╭─ Rows

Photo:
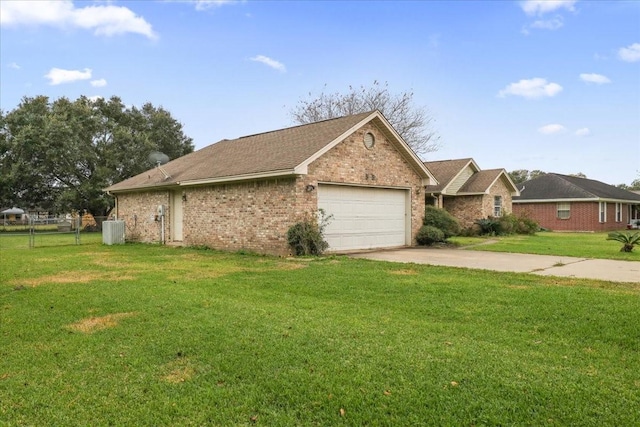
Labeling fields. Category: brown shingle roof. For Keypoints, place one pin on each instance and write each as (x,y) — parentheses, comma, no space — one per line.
(445,171)
(554,186)
(275,153)
(278,150)
(481,181)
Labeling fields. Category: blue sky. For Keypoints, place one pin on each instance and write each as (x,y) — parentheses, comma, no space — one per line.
(549,85)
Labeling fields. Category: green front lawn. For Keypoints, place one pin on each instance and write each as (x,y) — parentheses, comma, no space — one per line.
(152,335)
(583,245)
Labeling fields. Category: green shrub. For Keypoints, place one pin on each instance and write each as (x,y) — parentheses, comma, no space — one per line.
(307,236)
(428,235)
(489,226)
(628,240)
(507,224)
(442,220)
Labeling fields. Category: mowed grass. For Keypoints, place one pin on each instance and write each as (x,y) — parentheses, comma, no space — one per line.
(582,245)
(152,335)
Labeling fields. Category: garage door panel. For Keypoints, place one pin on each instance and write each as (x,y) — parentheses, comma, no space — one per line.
(363,217)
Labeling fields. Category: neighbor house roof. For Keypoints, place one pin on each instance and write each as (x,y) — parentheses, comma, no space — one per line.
(448,172)
(553,187)
(277,153)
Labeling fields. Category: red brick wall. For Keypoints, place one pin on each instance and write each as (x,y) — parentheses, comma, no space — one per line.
(256,215)
(139,210)
(584,216)
(468,209)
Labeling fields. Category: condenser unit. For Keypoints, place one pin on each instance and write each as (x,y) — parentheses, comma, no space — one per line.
(113,232)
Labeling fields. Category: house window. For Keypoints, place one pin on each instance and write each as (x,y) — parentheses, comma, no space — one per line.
(618,212)
(497,206)
(603,211)
(564,210)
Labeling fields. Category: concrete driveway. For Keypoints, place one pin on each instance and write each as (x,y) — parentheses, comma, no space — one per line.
(543,265)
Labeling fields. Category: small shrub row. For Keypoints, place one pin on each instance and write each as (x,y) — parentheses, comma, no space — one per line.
(506,224)
(306,237)
(438,226)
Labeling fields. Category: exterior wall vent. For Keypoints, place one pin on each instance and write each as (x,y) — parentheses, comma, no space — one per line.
(113,232)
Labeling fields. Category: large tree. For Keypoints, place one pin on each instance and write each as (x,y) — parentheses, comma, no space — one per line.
(412,122)
(60,155)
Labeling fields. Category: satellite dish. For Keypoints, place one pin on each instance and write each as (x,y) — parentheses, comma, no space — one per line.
(158,158)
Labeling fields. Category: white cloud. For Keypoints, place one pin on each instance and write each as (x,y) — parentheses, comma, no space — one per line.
(630,53)
(549,24)
(58,76)
(551,129)
(98,83)
(104,20)
(531,89)
(208,4)
(269,62)
(594,78)
(540,7)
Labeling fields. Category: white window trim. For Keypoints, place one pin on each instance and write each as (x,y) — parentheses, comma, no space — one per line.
(618,212)
(563,207)
(497,207)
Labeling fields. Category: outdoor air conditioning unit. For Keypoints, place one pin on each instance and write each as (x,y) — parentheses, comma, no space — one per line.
(113,232)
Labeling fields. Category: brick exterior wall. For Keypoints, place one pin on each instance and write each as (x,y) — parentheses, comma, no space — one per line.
(139,212)
(255,215)
(584,216)
(468,209)
(350,162)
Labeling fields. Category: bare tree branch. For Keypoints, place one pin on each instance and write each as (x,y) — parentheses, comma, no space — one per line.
(413,123)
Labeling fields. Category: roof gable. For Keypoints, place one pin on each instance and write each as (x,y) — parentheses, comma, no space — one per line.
(552,186)
(463,176)
(446,171)
(277,153)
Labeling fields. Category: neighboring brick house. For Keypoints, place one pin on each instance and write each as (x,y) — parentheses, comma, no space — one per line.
(467,192)
(246,193)
(568,203)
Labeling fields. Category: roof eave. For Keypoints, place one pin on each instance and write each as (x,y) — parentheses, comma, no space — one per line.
(244,177)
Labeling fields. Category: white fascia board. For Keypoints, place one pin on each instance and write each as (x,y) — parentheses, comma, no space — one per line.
(408,151)
(167,186)
(504,173)
(480,193)
(592,199)
(246,177)
(556,200)
(301,169)
(446,187)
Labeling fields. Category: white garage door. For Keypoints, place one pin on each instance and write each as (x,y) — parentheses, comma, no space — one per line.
(363,217)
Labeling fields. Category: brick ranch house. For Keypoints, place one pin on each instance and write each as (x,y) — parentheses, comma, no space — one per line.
(245,193)
(568,203)
(469,193)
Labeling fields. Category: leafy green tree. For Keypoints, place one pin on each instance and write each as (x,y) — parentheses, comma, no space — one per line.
(60,155)
(628,240)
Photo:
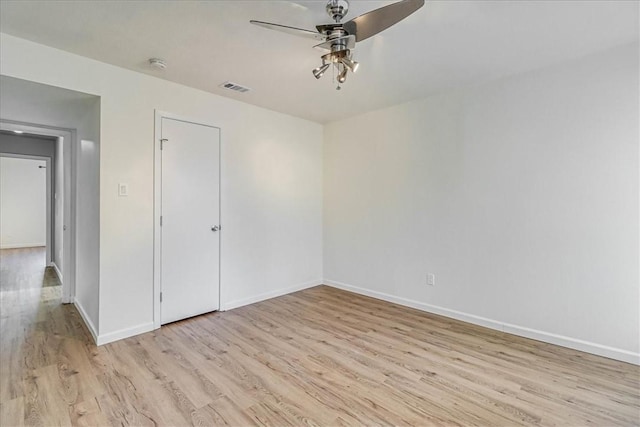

╰─

> Exercise brief: Can you edit all of the material above so that every "place one pin" becomes "drop one pin", with nothing else changed? Leave the pictures out of your answer.

> Expected output:
Photo:
Labeling fields. Category: brown shingle roof. For Keypoints, drop one pin on each instance and write each as (x,y) — parentheses, comma, no space — one per line.
(445,171)
(554,186)
(275,153)
(278,150)
(481,181)
Labeling fields. Category: blue sky. For Keypoints, drop one pin on each instance and write each as (x,y) — parentheses, comma, no space — one per line.
(549,85)
Labeling fields. Category: green front lawn. For Keypoints, drop one pin on each instance and write each as (x,y) — parentheses, comma, no space — one per line.
(152,335)
(583,245)
Labeling fields. Category: green shrub. For Keypoints, drop one pin on each instance and write each as (x,y) — parentheses, comma, no space — one per line.
(307,236)
(428,235)
(489,226)
(628,240)
(507,224)
(442,220)
Labeling fields. Category: mowed grass. For Keypoints, drop one pin on each instance and write each as (x,y) — parentheses, comma, no space — one per line.
(582,245)
(152,335)
Labeling fields. Category: garage door panel. For Keypoints, drop one pin on each instance and write each as (x,y) — parentheses, comma, no space — one per line.
(363,217)
Labeling fields. Category: neighbor house roof. For Keypoints, drop one pin on each instance and write each as (x,y) — parentheses, comma, no space — one per line.
(448,172)
(553,187)
(277,153)
Labeling fields. Category: red brick wall. For Keypoints, drop one pin on each instance and write each as (x,y) — parentheses, comma, no space — one per line.
(256,215)
(139,210)
(584,216)
(468,209)
Labeling fields. Category: condenser unit. For Keypoints, drop one pin on each instance and write each as (x,y) — parentheses, comma, no space — one per line.
(113,232)
Labeling fields. Category: house window. For Keypoints, drop one pin on each instance and write each as (x,y) — parentheses, comma, no space — one per line.
(618,212)
(497,206)
(603,211)
(564,210)
Labeling fields. Category: concrete driveway. For Keypoints, drop one pin on each instance and write each as (x,y) — parentheses, comma, no space — one per line.
(543,265)
Labeling fields. Category: small shrub row. For Keypoints, drop one pin on each instance and write each as (x,y) — parentheses, comma, no space — one per line.
(506,224)
(306,237)
(438,226)
Labeling fields. Category: exterior wall vent. For Keypoints, drop one pin on each instance and write each as (x,y) — parentheses, comma, no space — one per line.
(113,232)
Labeling fields. Category: large tree. For Keypoints, drop one pin on each instance and write each as (x,y) — parentheses, comma, no space — one per line.
(412,122)
(60,155)
Labeling fields. Category: satellite dish. For Keypoints, drop one pin on each instance and write each as (x,y) — parentheses, comma, no space — one per line.
(158,158)
Labeling fields. Category: white cloud. For Keypoints, drop one pin on each instance and write each as (x,y) — parentheses, comma, no space — one per line.
(630,53)
(549,24)
(58,76)
(551,129)
(98,83)
(104,20)
(531,89)
(208,4)
(269,62)
(594,78)
(540,7)
Labeling fields. Category: white window trim. For Keypoints, drop one pin on each instance and write each as (x,y) — parentheses, comma, no space — one per line.
(618,212)
(563,207)
(497,207)
Labeling fields. Category: outdoor air conditioning unit. For Keypoints, drop one pin on each instance and write each as (x,y) — parentheses, comma, no space — one per line.
(113,232)
Labeling fields. Category: brick exterior wall. For Keypoints, drop one pin on each instance and write each as (x,y) — parentheses, comma, no space — one per line.
(139,212)
(255,215)
(584,216)
(468,209)
(350,162)
Labeling fields. Category: bare tree branch. For Keypoints, drop one pin on each instance and write each as (x,y) — parentheses, comma, no space — one per line.
(413,123)
Labeling fields. Category: roof gable. For Keypoints, drop one pin on each instance and write each as (x,y) — parentheses, comma, no space — one per line.
(552,186)
(463,176)
(446,171)
(277,153)
Labeling fields. Category: neighboring brick house. For Keypoints, drop one pin on each instance and write each as (x,y) — parentheses, comma, no space — one per line.
(467,192)
(246,193)
(568,203)
Labeling fields. Category: roof eave. For Keypoints, drop one pin on each instance and write each as (x,y) — parentheses, comma, no space — one per line.
(244,177)
Labeling fields. Category: white fascia board. For Keypoints, drop one pin on each instance and write each as (x,y) — parentheses, comma, no space — one per line.
(408,151)
(167,186)
(504,173)
(480,193)
(592,199)
(246,177)
(556,200)
(301,169)
(446,187)
Labeling fields. Category: white garage door. For Keypoints, drop one pin on each instance and write each as (x,y) — parentheses, comma, no space — one per line.
(363,217)
Labeling fields. Category: brick ranch house. For Keypoints, drop one pin on each instance and write each as (x,y) — parentheses, comma, no space — one per line.
(245,193)
(568,203)
(469,193)
Labeling fields. Category: leafy green tree. For Keypoints, drop one pin on each instance and write each as (x,y) — parentheses, comma, no space — one per line.
(60,155)
(628,240)
Photo:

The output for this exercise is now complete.